## Task instructions
Word for word, retype the lines from the one containing "[locate] man's face (one dot each)" to the last line of the data below, both ends included.

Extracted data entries
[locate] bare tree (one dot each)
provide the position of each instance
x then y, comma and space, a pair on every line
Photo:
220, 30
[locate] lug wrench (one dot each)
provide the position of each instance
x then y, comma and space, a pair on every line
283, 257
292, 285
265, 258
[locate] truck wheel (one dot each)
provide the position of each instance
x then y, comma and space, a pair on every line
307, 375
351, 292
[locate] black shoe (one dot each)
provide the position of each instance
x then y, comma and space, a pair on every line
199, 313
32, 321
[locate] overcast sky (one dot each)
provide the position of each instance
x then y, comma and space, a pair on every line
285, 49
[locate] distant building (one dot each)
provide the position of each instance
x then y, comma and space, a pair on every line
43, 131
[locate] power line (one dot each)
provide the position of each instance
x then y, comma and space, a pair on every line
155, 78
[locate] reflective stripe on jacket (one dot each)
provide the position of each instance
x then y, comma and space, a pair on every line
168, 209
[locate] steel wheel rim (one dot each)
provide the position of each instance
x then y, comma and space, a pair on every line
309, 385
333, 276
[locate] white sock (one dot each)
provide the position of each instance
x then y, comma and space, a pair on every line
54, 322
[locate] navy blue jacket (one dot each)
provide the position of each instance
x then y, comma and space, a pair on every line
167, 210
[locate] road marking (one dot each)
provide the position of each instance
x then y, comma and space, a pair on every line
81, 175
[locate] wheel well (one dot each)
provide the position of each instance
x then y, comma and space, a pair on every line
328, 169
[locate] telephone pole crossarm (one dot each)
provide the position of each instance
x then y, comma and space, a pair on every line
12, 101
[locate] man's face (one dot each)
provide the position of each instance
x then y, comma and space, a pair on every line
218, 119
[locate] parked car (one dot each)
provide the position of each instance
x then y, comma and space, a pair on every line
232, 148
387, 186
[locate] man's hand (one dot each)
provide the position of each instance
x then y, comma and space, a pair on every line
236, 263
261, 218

## Reply to the exercise
[locate] man's face (one dot each)
provide the position of each instance
x then y, comma and space, a pair on every line
218, 119
[locate] parked car (one dot each)
provide the position of each instance
x then y, comma and space, a pair on every line
232, 148
387, 186
[locate] man's hand (one dot each)
provide the position of each instance
x then y, comma and space, a pair on every line
236, 263
261, 218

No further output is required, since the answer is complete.